* Task objective: Count the lines in the items below that contain the word "stack", treating uppercase and lowercase letters as different. Reply with the number alone.

Dataset records on where objects are located

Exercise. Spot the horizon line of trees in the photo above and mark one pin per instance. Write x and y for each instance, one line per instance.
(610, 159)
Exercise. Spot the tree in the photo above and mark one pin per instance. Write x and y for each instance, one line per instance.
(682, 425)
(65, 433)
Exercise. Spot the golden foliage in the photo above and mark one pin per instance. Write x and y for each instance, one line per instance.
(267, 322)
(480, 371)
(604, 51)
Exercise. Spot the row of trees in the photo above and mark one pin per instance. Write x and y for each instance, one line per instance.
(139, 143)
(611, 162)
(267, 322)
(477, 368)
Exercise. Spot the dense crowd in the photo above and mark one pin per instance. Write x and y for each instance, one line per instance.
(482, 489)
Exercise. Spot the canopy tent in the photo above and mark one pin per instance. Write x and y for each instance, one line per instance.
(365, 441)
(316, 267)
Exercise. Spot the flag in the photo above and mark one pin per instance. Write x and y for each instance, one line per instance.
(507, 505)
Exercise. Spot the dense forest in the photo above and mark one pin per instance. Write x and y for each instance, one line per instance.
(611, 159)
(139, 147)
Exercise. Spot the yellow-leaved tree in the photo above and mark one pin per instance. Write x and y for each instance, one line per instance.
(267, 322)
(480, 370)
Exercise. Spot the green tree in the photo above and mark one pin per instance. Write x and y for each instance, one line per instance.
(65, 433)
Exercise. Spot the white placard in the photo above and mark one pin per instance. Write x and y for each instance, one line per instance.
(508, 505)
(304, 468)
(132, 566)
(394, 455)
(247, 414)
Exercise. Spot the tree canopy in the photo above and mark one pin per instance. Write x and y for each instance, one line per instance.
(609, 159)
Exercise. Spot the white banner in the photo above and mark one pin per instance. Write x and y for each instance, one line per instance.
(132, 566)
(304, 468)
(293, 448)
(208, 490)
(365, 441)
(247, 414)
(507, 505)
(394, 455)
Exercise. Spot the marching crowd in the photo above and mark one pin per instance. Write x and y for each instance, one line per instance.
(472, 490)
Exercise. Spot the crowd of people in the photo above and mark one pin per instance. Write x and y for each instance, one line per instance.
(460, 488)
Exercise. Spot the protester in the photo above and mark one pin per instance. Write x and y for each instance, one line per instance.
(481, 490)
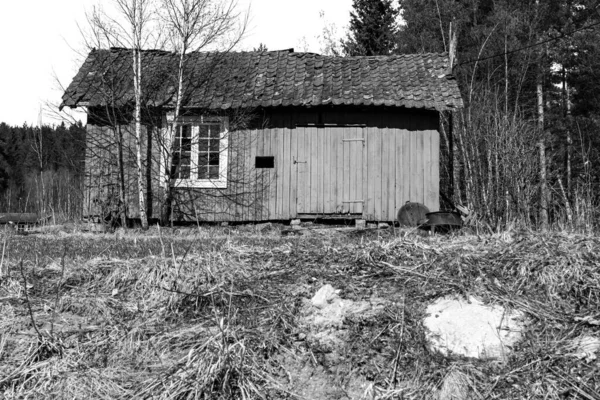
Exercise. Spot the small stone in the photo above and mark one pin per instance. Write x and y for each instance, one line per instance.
(324, 296)
(586, 347)
(470, 328)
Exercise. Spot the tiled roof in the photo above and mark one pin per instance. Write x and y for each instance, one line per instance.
(267, 79)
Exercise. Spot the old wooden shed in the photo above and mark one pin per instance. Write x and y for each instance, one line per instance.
(267, 135)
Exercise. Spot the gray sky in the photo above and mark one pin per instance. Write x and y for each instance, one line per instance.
(39, 40)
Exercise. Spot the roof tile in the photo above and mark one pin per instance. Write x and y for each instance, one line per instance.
(268, 79)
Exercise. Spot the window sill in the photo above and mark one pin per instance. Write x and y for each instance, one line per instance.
(200, 183)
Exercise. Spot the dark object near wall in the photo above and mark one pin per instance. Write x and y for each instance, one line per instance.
(412, 214)
(444, 221)
(19, 218)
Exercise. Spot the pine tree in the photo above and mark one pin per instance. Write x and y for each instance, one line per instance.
(373, 28)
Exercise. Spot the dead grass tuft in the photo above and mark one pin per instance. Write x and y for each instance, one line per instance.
(218, 313)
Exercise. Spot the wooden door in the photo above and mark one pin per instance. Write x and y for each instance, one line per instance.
(351, 184)
(329, 166)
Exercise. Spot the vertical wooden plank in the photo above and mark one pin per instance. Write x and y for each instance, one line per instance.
(327, 158)
(378, 177)
(413, 166)
(372, 162)
(293, 134)
(385, 193)
(280, 171)
(320, 133)
(406, 162)
(314, 170)
(353, 167)
(435, 171)
(426, 137)
(346, 174)
(358, 165)
(285, 167)
(391, 175)
(301, 172)
(420, 169)
(337, 172)
(398, 155)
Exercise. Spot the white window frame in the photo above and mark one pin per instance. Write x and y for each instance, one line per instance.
(195, 122)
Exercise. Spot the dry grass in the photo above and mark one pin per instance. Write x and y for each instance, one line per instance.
(212, 313)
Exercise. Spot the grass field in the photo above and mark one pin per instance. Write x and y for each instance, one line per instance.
(217, 312)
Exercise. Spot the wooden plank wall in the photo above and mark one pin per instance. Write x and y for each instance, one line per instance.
(317, 172)
(319, 169)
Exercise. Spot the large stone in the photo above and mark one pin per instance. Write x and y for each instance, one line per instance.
(472, 329)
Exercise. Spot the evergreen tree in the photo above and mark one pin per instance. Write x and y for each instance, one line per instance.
(372, 30)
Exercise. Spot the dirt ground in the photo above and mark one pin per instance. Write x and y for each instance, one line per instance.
(328, 313)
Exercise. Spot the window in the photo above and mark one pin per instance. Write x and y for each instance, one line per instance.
(200, 153)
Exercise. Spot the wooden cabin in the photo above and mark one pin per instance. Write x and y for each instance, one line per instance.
(266, 135)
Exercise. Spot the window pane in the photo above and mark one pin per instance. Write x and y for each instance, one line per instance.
(202, 159)
(203, 173)
(214, 159)
(186, 138)
(203, 131)
(203, 144)
(215, 130)
(184, 167)
(214, 172)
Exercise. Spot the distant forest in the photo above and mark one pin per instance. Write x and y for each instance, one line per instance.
(41, 170)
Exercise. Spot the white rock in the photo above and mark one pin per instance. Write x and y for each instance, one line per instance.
(585, 347)
(324, 296)
(471, 328)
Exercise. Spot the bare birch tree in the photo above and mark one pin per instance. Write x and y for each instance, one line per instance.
(194, 25)
(134, 27)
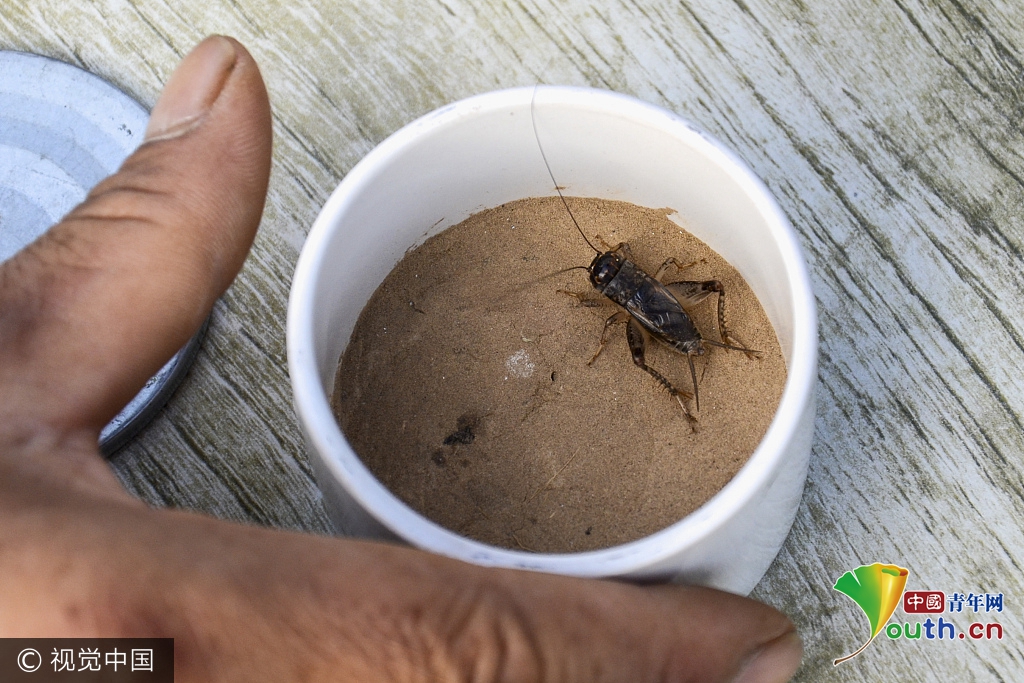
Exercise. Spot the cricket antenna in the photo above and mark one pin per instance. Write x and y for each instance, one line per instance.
(532, 120)
(693, 376)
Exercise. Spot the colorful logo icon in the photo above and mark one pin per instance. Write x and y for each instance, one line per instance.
(924, 602)
(877, 589)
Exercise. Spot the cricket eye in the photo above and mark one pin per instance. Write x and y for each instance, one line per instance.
(603, 269)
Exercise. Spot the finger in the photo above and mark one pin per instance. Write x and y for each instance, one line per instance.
(95, 306)
(590, 631)
(352, 610)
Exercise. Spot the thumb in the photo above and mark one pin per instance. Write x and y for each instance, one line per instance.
(95, 306)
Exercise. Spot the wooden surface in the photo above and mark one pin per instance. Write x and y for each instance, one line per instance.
(888, 130)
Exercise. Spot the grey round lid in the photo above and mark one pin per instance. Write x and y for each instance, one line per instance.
(61, 131)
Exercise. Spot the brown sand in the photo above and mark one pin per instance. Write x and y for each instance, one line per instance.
(466, 390)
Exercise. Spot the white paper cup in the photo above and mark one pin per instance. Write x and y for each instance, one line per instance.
(480, 153)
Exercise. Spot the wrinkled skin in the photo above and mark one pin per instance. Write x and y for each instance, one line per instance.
(162, 239)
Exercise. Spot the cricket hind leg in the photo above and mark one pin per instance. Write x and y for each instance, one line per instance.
(637, 339)
(691, 293)
(672, 260)
(615, 318)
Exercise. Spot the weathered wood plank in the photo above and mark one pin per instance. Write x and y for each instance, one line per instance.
(888, 130)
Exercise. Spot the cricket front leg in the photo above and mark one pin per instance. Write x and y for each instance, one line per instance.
(637, 338)
(615, 318)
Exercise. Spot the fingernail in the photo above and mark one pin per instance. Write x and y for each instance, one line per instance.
(194, 87)
(775, 663)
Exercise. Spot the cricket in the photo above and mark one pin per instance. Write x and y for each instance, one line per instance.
(651, 307)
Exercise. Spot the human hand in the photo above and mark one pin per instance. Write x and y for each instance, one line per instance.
(79, 557)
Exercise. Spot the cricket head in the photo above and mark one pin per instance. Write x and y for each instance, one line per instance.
(604, 267)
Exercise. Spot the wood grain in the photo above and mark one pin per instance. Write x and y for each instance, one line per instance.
(890, 133)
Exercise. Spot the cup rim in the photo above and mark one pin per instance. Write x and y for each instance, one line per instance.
(312, 403)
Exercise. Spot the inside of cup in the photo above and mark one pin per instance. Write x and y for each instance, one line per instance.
(486, 151)
(448, 166)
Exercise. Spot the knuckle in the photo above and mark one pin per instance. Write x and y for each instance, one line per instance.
(489, 639)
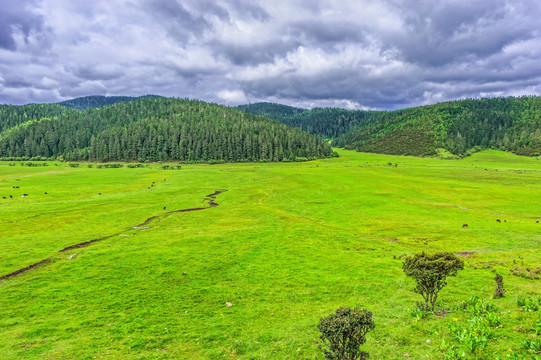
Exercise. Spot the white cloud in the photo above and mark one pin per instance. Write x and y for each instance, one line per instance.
(351, 54)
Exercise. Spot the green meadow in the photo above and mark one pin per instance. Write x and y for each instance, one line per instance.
(288, 244)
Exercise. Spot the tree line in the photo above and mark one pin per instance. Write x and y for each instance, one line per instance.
(154, 129)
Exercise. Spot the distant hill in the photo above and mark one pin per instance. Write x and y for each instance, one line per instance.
(461, 127)
(95, 101)
(327, 123)
(12, 115)
(152, 129)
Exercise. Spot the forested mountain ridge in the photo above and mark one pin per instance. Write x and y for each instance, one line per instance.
(460, 127)
(327, 123)
(157, 129)
(94, 101)
(510, 124)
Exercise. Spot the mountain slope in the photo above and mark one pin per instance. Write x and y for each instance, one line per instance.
(461, 127)
(327, 123)
(160, 129)
(95, 101)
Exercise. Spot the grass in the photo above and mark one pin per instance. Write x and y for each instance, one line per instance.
(288, 244)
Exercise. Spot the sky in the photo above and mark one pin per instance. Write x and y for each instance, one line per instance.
(385, 54)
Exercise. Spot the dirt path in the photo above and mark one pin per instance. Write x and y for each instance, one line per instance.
(210, 199)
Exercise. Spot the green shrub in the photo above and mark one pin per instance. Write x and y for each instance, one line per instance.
(430, 272)
(343, 332)
(500, 290)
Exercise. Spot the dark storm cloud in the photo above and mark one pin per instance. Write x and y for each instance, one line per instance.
(17, 16)
(356, 54)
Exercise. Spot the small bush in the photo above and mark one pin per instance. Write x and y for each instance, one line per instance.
(430, 272)
(500, 290)
(344, 332)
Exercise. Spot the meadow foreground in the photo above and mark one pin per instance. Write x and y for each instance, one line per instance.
(289, 243)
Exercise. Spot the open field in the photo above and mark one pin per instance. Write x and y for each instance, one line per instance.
(288, 244)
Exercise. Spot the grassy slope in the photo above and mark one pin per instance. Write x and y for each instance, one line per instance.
(288, 244)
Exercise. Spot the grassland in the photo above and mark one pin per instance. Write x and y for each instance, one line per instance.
(289, 243)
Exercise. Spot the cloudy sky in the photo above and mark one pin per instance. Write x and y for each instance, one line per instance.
(381, 54)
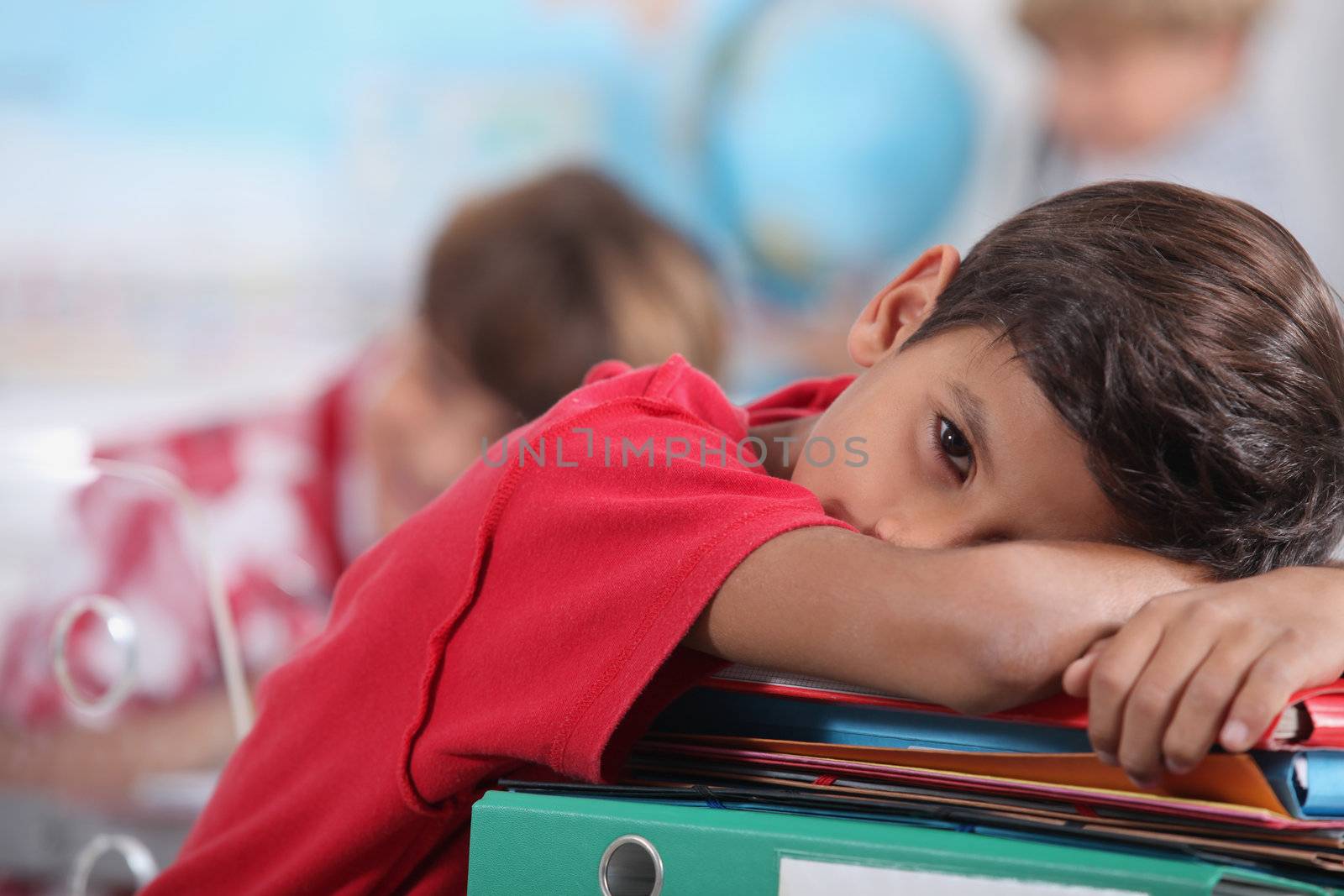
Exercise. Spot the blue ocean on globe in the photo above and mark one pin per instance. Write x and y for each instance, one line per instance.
(837, 139)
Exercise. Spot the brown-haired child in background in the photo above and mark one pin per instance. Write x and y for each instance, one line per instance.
(523, 291)
(1153, 89)
(1105, 449)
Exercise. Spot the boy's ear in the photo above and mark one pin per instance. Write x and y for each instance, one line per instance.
(898, 309)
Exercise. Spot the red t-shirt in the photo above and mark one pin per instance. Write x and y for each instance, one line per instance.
(526, 622)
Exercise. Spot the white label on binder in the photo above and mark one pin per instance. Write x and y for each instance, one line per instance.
(811, 878)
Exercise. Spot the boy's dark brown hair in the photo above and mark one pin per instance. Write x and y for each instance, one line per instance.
(526, 289)
(1193, 345)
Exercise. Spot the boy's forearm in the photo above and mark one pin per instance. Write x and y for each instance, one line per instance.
(974, 629)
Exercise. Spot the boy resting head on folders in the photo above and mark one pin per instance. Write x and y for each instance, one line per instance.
(1105, 450)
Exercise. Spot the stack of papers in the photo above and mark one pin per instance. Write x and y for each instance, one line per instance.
(765, 741)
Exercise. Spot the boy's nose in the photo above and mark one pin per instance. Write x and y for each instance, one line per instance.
(929, 533)
(905, 532)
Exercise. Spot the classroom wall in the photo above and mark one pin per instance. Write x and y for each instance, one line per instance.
(208, 206)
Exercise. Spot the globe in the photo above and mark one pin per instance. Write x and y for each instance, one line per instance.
(837, 137)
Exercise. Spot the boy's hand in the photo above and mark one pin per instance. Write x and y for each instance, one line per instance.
(1215, 663)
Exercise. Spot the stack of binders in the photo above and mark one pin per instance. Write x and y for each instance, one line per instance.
(763, 783)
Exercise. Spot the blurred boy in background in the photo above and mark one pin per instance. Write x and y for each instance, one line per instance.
(1153, 89)
(523, 291)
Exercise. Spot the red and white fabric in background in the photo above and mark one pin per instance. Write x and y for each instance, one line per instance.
(276, 493)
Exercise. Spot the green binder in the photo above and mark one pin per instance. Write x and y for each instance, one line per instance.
(570, 846)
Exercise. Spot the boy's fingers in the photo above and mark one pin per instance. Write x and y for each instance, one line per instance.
(1205, 703)
(1113, 674)
(1269, 684)
(1153, 699)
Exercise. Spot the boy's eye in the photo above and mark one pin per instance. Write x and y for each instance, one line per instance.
(954, 446)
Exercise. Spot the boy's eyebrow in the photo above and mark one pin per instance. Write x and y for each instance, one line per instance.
(974, 418)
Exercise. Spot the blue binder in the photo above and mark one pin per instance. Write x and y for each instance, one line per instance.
(1310, 783)
(709, 711)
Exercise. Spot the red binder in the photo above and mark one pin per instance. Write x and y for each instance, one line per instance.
(1312, 720)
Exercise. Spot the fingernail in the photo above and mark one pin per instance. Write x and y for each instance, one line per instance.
(1236, 736)
(1179, 768)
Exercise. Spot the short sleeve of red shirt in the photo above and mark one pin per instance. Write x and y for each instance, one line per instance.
(528, 618)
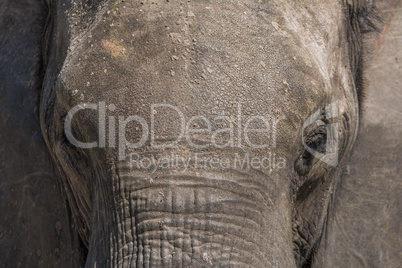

* Solution below: 2